Pour le secrétaire de PPP, l’aide au développement permet de donner aux communautés une formation et des outils pour qu’elles puissent prendre en main leur destin, de mettre sur pied des projets utiles à toute une communauté, à améliorer l’agriculture locale, mais aussi la santé.

Pour le secrétaire de PPP, cette aide sur le terrain ne suffit pas. Il faut également lutter contre le dumping des produits alimentaires d’Amérique du Nord et de l’Union européenne, largement subventionnés par l’Etat, qui détruit systématiquement l’agriculture des pays du Sud. Théo Buss cite l’exemple de paysans haïtiens qui ont renoncé à cultiver du riz, ruinés par la venue sur le marché des surplus de riz américain de la pire qualité, proposés dans un premier temps à un prix imbattable. Débarrassés de la concurrence locale, les exportateurs de riz américain ont ensuite remonté leurs prix. Le consommateur haïtien paie aujourd’hui le riz américain plus cher que ce que lui coûtait le kilo de riz indigène. Baisse spectaculaire des dons A cette menace de pénalisation des pays pauvres par la suppression de l’aide au développement, s’ajoute la baisse catastrophique des dons aux œuvres caritatives suisses, relevée par l’Office des statistiques en 2002. Le manque à gagner a été chiffré : ce sont 100 millions de francs suisses qui manquent dans les caisses de ceux qui travaillent à améliorer le sort des plus défavorisés ici et ailleurs. Un recul des dons individuels qui s’explique en partie par un repli sur soi après les 11 septembre 2001, l’augmentation du chômage et de la précarité de l’emploi. « On pense d’abord à soi, analyse Théo Buss, on réserve ses dons pour les gens de chez nous qui se trouvent dans la précarité ou pour les victimes de catastrophes qui frappent les esprits. On oublie que soutenir le développement durable dans les pays du Sud, c’est aider des populations à vivre décemment chez elles ». L’ONU demande depuis des années aux pays industrialisés de consacrer 0,7% de leur PNB à l’aide au développement. Notre pays, qui s’est engagé à accorder une aide au développement représentant 0,4 % de son PNB d’ici à 2010 remet chaque année en cause son engagement solidaire par des restrictions budgétaires.

▶ **ÉNONCÉ A**:
Répondez aux questions suivantes sur l'extrait consacré à l'aide au développement :
(i) Quelle culture les paysans haïtiens cités par Théo Buss ont-ils abandonnée ?
(ii) À quel montant le manque à gagner des œuvres caritatives suisses a-t-il été chiffré ?
(iii) Quelle part de leur PNB l'ONU demande-t-elle aux pays industrialisés de consacrer à l'aide au développement ?
Le texte et les lignes qui suivent n'ont aucun lien entre eux.

▶ **LIGNES FOURNIES**:
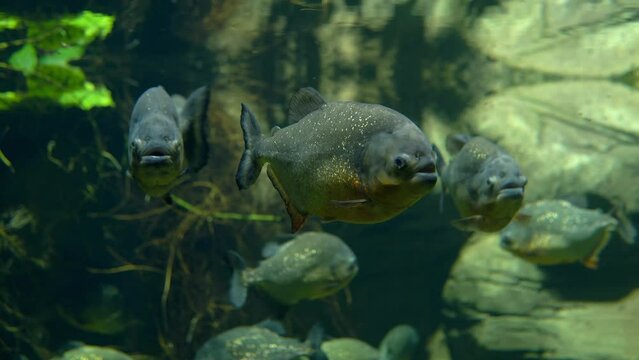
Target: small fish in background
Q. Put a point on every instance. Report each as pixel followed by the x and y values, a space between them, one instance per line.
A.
pixel 549 232
pixel 312 265
pixel 167 139
pixel 263 341
pixel 484 182
pixel 398 344
pixel 346 161
pixel 91 352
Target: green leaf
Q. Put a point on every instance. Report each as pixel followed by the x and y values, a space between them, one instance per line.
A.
pixel 8 22
pixel 72 30
pixel 93 24
pixel 25 59
pixel 49 81
pixel 63 56
pixel 8 99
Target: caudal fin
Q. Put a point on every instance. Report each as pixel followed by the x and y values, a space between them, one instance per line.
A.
pixel 238 290
pixel 249 169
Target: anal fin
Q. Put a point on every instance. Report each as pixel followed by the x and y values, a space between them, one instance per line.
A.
pixel 297 218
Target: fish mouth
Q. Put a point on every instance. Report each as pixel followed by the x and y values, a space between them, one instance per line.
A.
pixel 426 174
pixel 511 193
pixel 155 156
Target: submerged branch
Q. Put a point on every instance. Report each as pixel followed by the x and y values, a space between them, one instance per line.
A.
pixel 124 268
pixel 223 215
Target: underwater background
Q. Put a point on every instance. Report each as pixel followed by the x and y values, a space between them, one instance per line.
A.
pixel 84 258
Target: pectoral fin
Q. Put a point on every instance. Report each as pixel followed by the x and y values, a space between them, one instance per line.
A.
pixel 349 203
pixel 297 217
pixel 471 223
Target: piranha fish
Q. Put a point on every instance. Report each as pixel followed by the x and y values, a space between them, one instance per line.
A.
pixel 264 341
pixel 398 344
pixel 312 265
pixel 549 232
pixel 484 182
pixel 346 161
pixel 167 139
pixel 87 352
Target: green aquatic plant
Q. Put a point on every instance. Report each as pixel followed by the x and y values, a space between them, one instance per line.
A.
pixel 44 59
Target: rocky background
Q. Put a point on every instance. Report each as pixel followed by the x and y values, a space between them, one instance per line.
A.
pixel 554 82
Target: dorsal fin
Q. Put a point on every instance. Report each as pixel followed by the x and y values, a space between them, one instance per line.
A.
pixel 305 101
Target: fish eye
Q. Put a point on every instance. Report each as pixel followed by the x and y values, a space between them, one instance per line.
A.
pixel 399 162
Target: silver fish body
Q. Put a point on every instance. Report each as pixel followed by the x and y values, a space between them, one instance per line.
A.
pixel 549 232
pixel 252 342
pixel 163 142
pixel 346 161
pixel 311 266
pixel 485 183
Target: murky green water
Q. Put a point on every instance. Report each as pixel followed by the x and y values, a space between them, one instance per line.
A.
pixel 84 258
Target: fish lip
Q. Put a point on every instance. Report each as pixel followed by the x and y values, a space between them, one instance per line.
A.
pixel 155 160
pixel 511 193
pixel 425 177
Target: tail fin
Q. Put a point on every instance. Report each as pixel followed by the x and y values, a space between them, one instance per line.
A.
pixel 238 290
pixel 249 168
pixel 626 229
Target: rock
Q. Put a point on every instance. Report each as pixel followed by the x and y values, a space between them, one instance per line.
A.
pixel 501 307
pixel 589 125
pixel 567 37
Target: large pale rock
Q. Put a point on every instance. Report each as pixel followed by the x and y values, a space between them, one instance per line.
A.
pixel 501 307
pixel 567 37
pixel 569 137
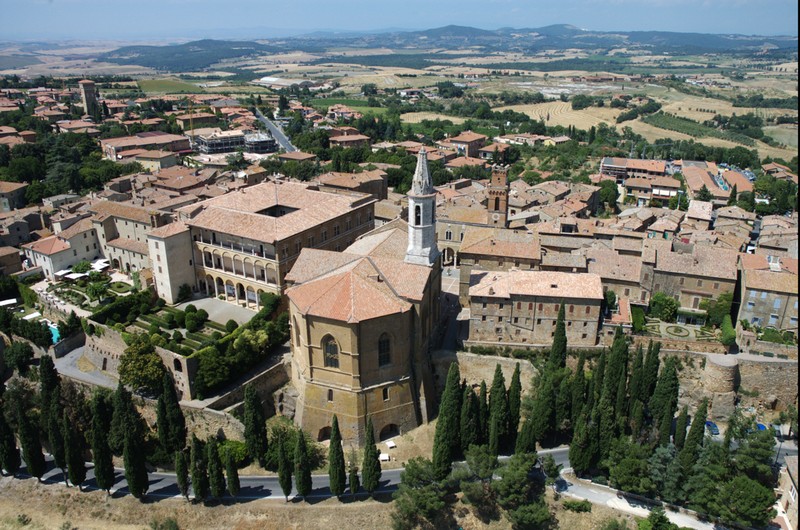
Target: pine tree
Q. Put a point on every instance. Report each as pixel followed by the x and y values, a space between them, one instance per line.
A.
pixel 302 467
pixel 101 452
pixel 694 439
pixel 336 472
pixel 558 350
pixel 469 420
pixel 371 467
pixel 199 470
pixel 446 443
pixel 680 427
pixel 232 476
pixel 31 443
pixel 133 456
pixel 284 468
pixel 514 404
pixel 255 429
pixel 483 415
pixel 182 473
pixel 55 432
pixel 498 413
pixel 216 478
pixel 9 452
pixel 637 373
pixel 578 389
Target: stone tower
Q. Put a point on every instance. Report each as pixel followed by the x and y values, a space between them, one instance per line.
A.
pixel 88 96
pixel 498 197
pixel 422 249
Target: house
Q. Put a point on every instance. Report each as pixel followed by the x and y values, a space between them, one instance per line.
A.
pixel 468 143
pixel 768 293
pixel 521 307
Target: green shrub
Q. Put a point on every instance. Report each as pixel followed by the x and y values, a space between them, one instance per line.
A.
pixel 578 506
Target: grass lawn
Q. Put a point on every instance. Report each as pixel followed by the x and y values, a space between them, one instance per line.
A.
pixel 167 86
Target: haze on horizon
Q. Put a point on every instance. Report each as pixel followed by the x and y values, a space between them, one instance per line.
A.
pixel 54 20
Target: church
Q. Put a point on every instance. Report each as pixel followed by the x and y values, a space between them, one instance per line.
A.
pixel 361 325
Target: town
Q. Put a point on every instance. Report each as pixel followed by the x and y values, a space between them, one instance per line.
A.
pixel 283 293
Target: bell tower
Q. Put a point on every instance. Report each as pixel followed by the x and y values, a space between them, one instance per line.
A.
pixel 422 249
pixel 498 197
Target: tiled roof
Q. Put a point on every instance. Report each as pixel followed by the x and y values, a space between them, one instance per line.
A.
pixel 557 285
pixel 500 243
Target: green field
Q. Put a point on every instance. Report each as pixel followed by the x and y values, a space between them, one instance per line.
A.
pixel 167 86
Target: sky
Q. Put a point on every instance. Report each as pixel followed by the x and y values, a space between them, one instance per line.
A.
pixel 54 20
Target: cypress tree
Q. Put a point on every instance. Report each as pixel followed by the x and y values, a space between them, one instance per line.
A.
pixel 446 443
pixel 563 405
pixel 558 351
pixel 55 432
pixel 182 473
pixel 680 427
pixel 199 470
pixel 9 452
pixel 498 413
pixel 31 444
pixel 514 405
pixel 469 420
pixel 650 371
pixel 134 457
pixel 694 440
pixel 255 430
pixel 543 414
pixel 284 468
pixel 580 457
pixel 232 476
pixel 302 467
pixel 216 479
pixel 101 452
pixel 578 389
pixel 353 480
pixel 371 467
pixel 75 446
pixel 336 472
pixel 635 385
pixel 483 415
pixel 526 441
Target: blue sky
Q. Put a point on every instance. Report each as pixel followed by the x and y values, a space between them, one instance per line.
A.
pixel 174 19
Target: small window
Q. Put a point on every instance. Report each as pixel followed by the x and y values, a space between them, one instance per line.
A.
pixel 384 350
pixel 331 352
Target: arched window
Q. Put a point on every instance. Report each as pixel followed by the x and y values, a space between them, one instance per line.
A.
pixel 384 350
pixel 330 351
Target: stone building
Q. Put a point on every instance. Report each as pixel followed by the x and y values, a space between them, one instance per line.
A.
pixel 361 326
pixel 520 308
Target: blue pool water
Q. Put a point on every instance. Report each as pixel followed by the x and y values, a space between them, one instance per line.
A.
pixel 55 334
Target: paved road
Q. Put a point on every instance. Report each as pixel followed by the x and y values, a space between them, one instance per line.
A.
pixel 276 132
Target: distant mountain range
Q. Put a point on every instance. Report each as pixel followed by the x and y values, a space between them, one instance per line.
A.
pixel 198 55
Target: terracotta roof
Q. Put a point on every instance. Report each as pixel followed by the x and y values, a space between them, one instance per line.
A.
pixel 501 243
pixel 168 230
pixel 139 247
pixel 557 285
pixel 48 246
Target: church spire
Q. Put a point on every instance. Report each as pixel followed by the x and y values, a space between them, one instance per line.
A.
pixel 421 185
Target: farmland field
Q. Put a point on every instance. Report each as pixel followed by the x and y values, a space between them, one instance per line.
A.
pixel 167 86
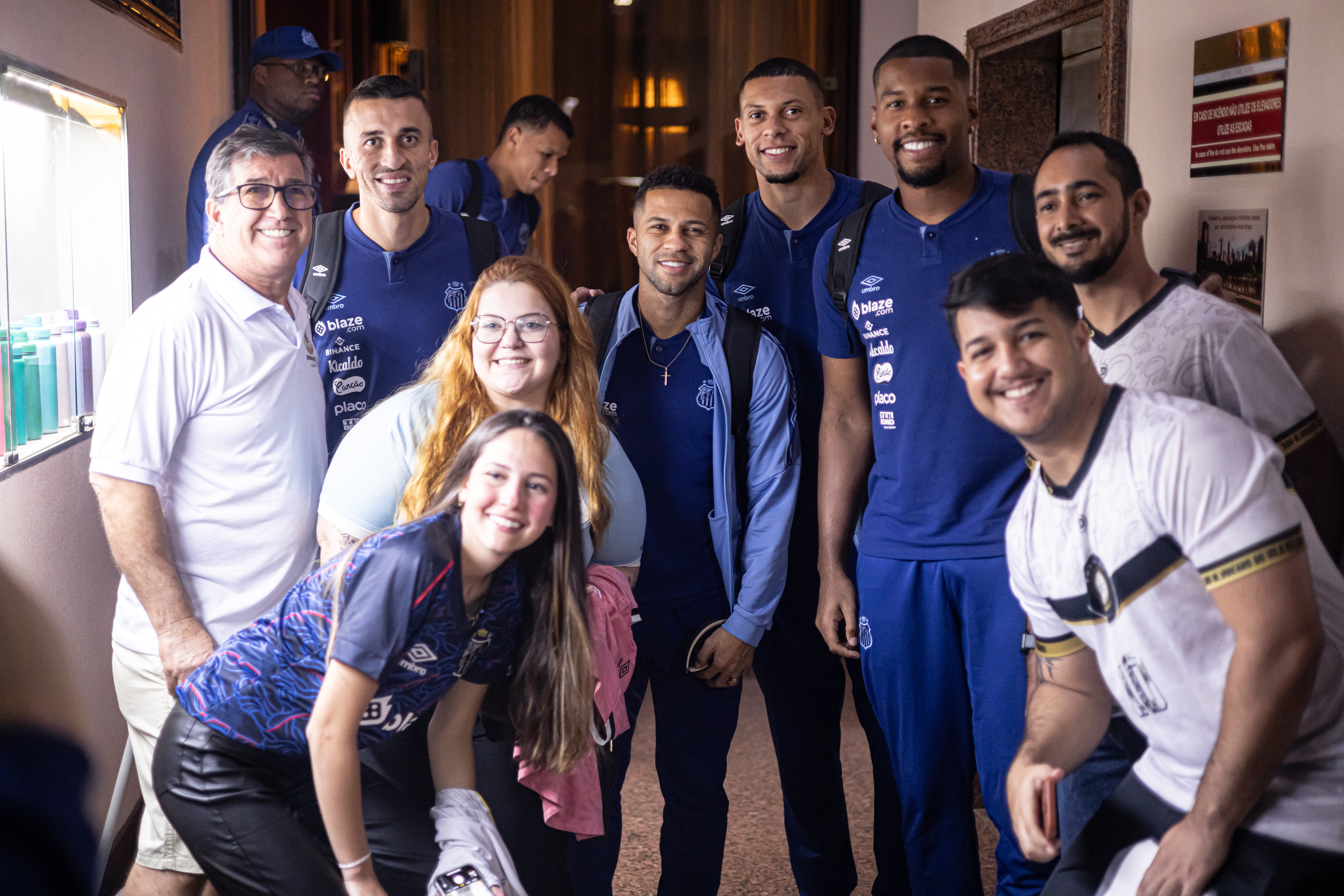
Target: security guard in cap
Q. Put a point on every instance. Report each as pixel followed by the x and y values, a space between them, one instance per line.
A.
pixel 288 73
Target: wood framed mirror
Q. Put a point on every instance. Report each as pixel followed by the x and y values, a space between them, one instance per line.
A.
pixel 1042 69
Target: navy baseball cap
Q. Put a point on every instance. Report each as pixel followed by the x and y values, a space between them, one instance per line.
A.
pixel 292 42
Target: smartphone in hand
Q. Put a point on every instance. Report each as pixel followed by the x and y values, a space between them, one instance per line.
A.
pixel 461 882
pixel 1050 810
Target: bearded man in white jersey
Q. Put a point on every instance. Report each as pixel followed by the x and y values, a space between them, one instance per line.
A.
pixel 1166 336
pixel 1148 332
pixel 1163 566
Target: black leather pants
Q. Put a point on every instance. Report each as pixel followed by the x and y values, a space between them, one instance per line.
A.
pixel 250 817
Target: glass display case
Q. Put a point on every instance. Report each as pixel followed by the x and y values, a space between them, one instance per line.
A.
pixel 65 253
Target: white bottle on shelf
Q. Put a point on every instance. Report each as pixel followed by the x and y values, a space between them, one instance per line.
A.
pixel 68 332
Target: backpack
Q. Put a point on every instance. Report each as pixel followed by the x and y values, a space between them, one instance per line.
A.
pixel 327 253
pixel 840 269
pixel 733 225
pixel 472 207
pixel 741 340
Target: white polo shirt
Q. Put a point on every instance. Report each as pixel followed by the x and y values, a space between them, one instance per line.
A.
pixel 1175 499
pixel 214 398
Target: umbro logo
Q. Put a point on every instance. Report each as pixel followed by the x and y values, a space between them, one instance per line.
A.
pixel 421 653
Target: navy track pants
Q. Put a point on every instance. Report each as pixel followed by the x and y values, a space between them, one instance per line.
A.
pixel 804 687
pixel 694 731
pixel 940 649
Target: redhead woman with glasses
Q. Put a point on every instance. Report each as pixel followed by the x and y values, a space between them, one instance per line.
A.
pixel 519 342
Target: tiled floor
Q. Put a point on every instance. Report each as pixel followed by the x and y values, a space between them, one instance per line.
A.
pixel 757 860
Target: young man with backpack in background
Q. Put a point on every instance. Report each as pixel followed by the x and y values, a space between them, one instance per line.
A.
pixel 386 280
pixel 765 269
pixel 933 616
pixel 502 187
pixel 703 402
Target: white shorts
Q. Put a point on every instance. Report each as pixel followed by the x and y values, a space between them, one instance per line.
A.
pixel 144 700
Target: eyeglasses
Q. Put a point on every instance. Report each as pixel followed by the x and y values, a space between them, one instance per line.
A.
pixel 260 197
pixel 530 328
pixel 303 70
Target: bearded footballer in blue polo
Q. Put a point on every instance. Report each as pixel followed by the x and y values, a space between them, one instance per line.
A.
pixel 781 125
pixel 408 268
pixel 666 393
pixel 933 618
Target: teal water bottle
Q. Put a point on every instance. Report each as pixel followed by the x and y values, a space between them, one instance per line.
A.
pixel 21 420
pixel 33 390
pixel 47 374
pixel 6 398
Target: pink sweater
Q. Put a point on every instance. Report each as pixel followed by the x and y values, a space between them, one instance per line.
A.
pixel 574 801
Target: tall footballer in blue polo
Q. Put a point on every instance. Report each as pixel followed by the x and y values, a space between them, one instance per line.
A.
pixel 781 125
pixel 667 389
pixel 933 617
pixel 406 268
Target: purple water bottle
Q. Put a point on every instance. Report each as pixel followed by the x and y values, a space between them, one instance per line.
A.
pixel 82 350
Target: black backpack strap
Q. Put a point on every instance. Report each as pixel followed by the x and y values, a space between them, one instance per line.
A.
pixel 600 313
pixel 483 242
pixel 326 250
pixel 1022 213
pixel 844 254
pixel 472 207
pixel 1180 276
pixel 534 214
pixel 732 225
pixel 741 342
pixel 873 191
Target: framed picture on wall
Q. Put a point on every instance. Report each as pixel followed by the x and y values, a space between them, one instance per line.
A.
pixel 160 18
pixel 1232 245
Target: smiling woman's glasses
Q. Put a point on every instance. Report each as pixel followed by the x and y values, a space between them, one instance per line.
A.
pixel 530 328
pixel 260 197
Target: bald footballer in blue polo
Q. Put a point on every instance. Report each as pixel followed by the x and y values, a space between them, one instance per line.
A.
pixel 933 617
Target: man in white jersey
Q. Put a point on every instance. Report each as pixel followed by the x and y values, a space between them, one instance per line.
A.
pixel 1166 336
pixel 1162 335
pixel 1163 565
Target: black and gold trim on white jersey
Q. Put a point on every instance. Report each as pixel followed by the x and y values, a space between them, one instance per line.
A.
pixel 1300 434
pixel 1253 559
pixel 1061 647
pixel 1109 593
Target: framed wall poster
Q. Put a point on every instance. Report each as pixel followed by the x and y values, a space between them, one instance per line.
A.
pixel 160 18
pixel 1237 115
pixel 1232 245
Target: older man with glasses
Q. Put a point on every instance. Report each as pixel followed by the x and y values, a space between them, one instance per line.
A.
pixel 209 454
pixel 288 73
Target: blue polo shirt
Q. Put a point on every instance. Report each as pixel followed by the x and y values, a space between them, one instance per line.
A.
pixel 451 184
pixel 389 313
pixel 401 621
pixel 668 434
pixel 945 479
pixel 197 193
pixel 772 279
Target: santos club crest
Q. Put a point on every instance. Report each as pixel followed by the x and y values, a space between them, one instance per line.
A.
pixel 705 398
pixel 455 296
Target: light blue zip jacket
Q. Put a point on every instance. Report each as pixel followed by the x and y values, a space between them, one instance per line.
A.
pixel 773 468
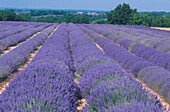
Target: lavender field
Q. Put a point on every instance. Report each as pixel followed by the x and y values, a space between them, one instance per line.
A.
pixel 51 67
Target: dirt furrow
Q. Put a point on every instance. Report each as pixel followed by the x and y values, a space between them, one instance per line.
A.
pixel 162 101
pixel 6 81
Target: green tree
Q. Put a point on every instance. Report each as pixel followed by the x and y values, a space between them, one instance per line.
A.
pixel 122 14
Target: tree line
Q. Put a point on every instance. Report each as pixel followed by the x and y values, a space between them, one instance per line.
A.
pixel 124 15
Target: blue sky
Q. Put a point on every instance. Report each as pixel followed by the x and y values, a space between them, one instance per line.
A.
pixel 141 5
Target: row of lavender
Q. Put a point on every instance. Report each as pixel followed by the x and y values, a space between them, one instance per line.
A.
pixel 103 83
pixel 155 77
pixel 15 58
pixel 14 39
pixel 159 40
pixel 46 84
pixel 148 53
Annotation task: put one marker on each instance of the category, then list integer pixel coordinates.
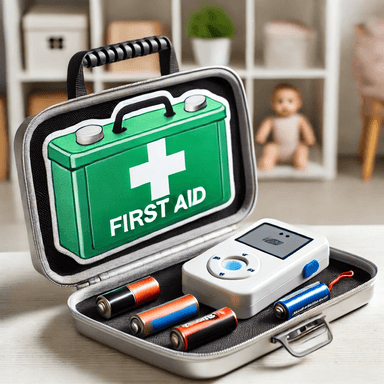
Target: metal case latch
(306, 337)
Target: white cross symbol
(157, 169)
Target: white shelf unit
(319, 85)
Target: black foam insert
(170, 285)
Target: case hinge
(89, 282)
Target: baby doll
(292, 133)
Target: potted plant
(211, 30)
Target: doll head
(286, 100)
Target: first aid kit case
(138, 180)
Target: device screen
(274, 240)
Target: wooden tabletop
(39, 344)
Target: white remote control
(256, 267)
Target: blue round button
(233, 264)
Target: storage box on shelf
(250, 17)
(52, 34)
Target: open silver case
(162, 256)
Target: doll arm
(264, 130)
(307, 131)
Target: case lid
(50, 17)
(204, 152)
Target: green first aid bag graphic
(145, 170)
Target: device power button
(310, 268)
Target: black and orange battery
(201, 331)
(164, 316)
(157, 163)
(127, 297)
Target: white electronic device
(256, 267)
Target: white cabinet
(319, 85)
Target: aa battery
(164, 316)
(204, 330)
(302, 300)
(127, 297)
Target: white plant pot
(215, 51)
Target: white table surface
(39, 344)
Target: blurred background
(331, 50)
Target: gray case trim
(209, 365)
(165, 250)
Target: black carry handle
(117, 52)
(117, 126)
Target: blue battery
(302, 300)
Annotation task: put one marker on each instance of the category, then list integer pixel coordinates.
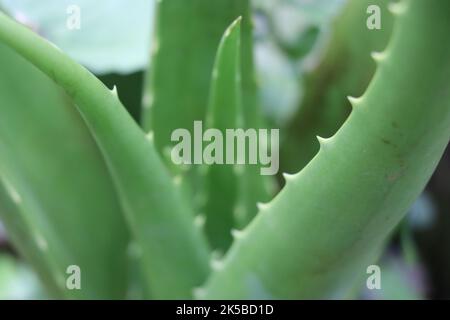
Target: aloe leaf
(161, 222)
(331, 219)
(225, 112)
(344, 69)
(182, 62)
(49, 158)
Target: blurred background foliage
(308, 56)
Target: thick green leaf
(345, 69)
(174, 253)
(66, 210)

▶ **ÉNONCÉ B**: Indiquez le nombre de lignes des rangées ci-dessus qui contiennent la chaîne "plant", en respectant la casse. Donnez uniquement ce nombre.

▶ **SOLUTION RÉDIGÉE A**:
(i) Le riz.
(ii) 100 millions de francs suisses.
(iii) 0,7 % de leur PNB.

▶ **SOLUTION RÉDIGÉE B**: 3